■ **ACTION ITEM**: Would you please output, word for word, the span of the listing below that opens on the line containing "trace --target dark" and closes on the line containing "trace --target brick"? Include both ends and nothing more.

■ **SUPPLIED RECORDS**:
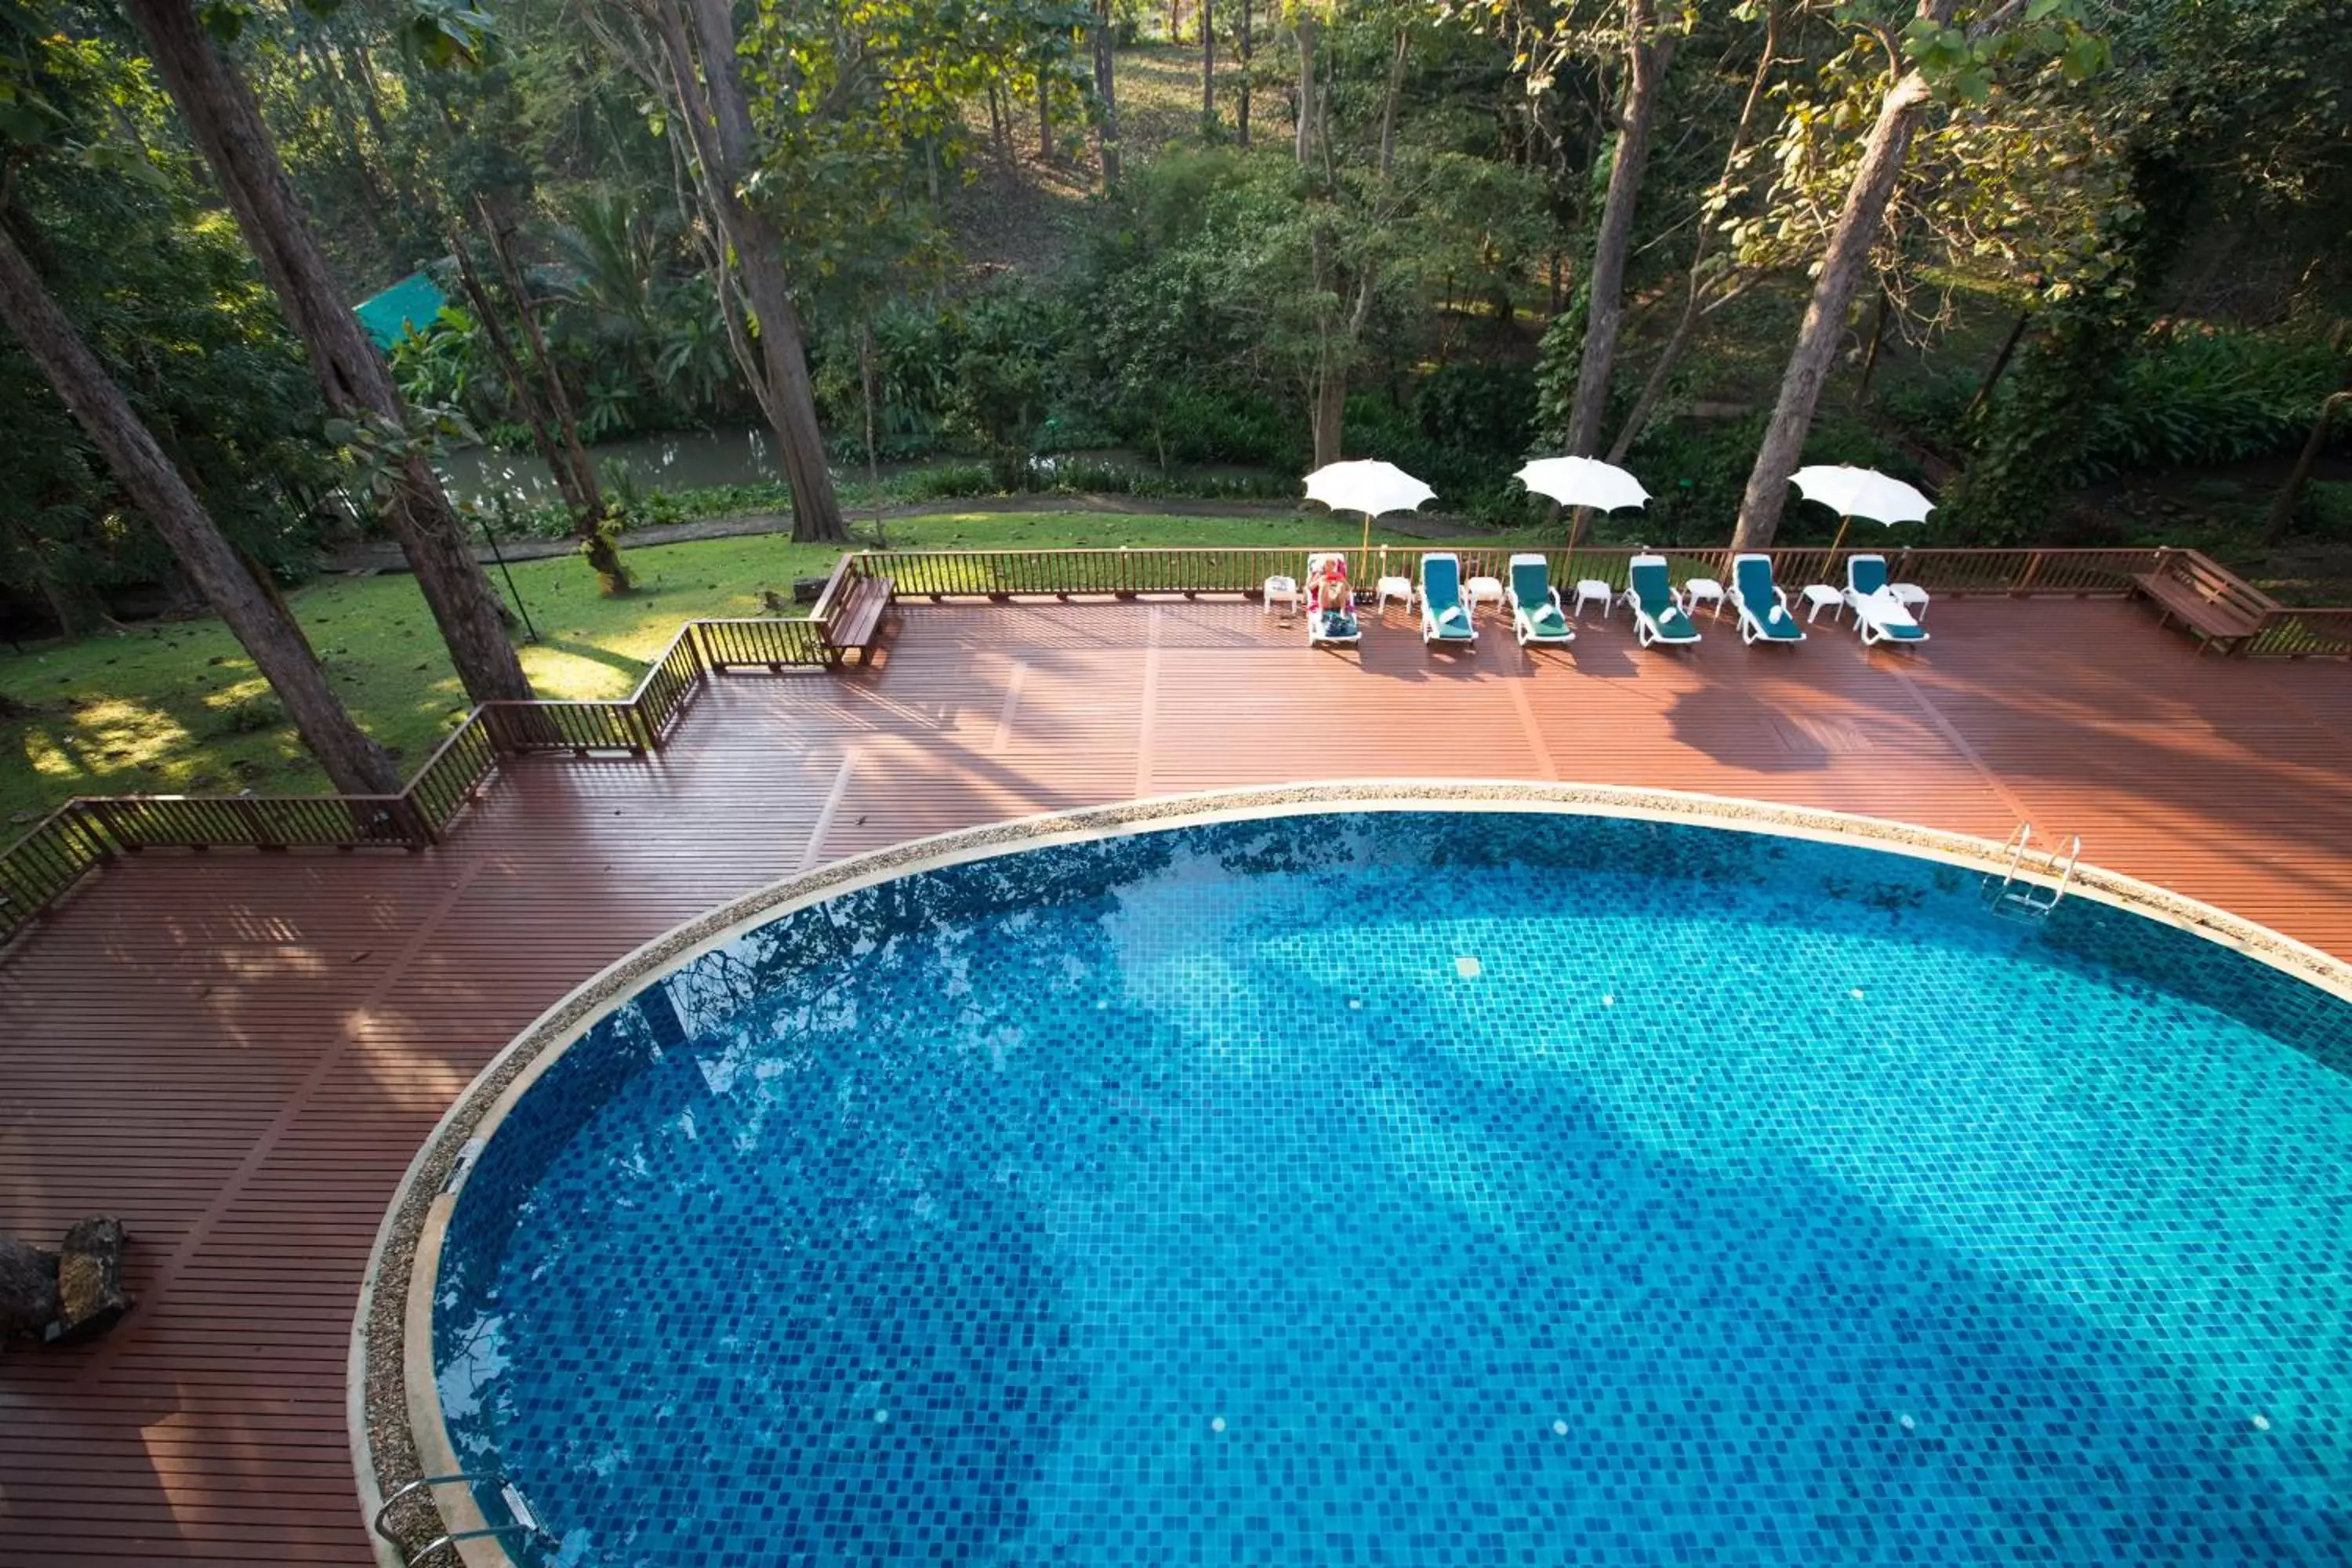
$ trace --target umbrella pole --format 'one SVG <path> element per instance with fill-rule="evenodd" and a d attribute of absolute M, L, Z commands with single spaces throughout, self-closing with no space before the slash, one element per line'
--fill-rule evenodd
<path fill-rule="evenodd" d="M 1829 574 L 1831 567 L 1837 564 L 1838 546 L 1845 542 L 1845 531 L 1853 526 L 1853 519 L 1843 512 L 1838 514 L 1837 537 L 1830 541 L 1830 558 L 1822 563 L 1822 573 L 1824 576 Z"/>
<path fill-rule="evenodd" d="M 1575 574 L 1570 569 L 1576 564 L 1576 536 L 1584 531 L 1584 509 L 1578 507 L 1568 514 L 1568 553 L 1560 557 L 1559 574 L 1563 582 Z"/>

---

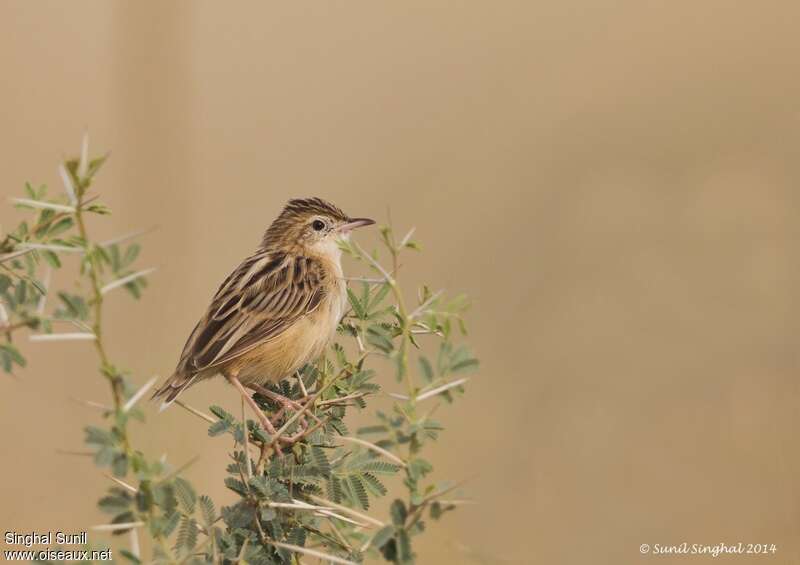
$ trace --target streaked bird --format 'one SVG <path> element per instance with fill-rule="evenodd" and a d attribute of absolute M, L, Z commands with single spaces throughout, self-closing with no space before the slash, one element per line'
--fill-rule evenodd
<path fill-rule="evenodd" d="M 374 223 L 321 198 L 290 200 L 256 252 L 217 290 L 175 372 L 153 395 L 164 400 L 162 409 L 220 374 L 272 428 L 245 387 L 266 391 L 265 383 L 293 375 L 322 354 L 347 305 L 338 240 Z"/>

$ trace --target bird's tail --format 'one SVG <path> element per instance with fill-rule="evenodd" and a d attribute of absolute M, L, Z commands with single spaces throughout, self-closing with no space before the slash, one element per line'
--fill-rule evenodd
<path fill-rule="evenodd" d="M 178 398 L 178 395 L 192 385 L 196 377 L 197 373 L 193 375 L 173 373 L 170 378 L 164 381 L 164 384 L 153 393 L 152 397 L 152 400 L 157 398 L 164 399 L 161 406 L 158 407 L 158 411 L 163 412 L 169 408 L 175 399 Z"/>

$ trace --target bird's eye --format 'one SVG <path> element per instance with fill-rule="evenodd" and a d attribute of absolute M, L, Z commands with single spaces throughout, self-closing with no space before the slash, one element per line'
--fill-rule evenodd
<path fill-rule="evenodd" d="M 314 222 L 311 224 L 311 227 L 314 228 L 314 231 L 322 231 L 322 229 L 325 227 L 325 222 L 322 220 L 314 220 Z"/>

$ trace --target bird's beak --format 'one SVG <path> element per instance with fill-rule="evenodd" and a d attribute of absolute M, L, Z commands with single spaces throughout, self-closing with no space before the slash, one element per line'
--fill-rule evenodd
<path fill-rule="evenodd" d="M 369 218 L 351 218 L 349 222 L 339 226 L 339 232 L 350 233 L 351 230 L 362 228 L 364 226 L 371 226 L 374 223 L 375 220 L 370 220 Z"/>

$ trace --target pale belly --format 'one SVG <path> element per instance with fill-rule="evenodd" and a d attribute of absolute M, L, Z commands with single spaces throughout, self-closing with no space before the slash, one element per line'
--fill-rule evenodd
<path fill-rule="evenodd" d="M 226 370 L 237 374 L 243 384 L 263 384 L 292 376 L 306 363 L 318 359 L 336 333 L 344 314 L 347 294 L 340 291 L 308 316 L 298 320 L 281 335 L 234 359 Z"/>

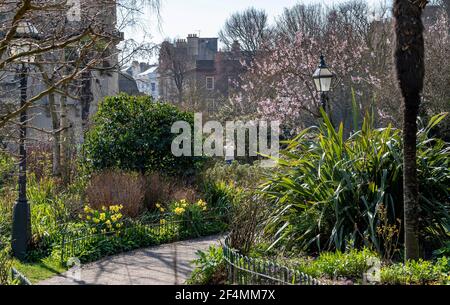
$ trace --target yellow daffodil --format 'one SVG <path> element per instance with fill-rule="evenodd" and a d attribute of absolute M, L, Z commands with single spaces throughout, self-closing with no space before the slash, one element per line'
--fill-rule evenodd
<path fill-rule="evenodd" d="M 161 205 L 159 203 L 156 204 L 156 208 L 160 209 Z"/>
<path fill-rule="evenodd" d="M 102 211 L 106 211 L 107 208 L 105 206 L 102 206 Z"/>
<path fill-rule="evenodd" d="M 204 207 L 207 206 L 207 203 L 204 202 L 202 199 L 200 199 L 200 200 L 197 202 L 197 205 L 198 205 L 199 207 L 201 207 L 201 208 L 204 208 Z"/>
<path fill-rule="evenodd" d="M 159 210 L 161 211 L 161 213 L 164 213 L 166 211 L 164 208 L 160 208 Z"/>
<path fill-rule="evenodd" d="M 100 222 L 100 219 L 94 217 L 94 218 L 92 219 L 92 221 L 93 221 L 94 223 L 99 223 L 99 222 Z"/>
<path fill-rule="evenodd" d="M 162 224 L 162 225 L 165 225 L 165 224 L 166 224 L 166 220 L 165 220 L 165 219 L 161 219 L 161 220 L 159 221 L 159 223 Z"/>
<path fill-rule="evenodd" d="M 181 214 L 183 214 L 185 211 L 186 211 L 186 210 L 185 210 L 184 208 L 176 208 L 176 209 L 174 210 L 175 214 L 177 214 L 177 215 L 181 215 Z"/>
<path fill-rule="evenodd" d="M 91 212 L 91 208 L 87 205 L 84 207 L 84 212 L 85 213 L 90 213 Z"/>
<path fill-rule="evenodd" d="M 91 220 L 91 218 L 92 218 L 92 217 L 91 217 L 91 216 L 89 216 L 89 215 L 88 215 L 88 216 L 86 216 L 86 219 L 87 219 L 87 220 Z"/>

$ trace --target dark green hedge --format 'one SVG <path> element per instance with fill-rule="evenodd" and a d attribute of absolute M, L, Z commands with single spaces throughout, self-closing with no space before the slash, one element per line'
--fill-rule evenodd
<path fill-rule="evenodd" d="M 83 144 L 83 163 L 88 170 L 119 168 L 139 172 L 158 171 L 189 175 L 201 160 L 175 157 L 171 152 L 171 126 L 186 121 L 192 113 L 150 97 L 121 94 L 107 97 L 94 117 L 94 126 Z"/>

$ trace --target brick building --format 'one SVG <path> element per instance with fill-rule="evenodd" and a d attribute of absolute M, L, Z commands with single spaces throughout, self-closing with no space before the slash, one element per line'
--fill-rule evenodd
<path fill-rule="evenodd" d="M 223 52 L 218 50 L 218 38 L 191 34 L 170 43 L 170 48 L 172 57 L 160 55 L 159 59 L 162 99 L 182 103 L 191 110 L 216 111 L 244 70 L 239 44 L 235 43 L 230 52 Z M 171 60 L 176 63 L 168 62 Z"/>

■ **EXERCISE OUTPUT**:
$ trace --target dark green hedge --format 'one SVG <path> element per instance with fill-rule="evenodd" and a d attribute of absolute M, L, Z commands with single spaces throughout, self-closing with no space before the slash, one element per line'
--fill-rule evenodd
<path fill-rule="evenodd" d="M 83 144 L 83 163 L 88 170 L 119 168 L 139 172 L 158 171 L 189 175 L 201 160 L 175 157 L 171 152 L 171 126 L 186 121 L 192 113 L 150 97 L 121 94 L 107 97 L 94 117 L 94 126 Z"/>

$ trace --target brick building --format 'one SVG <path> element per instance with fill-rule="evenodd" and a d attribute of absolute M, L, Z commands with single spaces throughout, self-closing with no space before the slash, one element per line'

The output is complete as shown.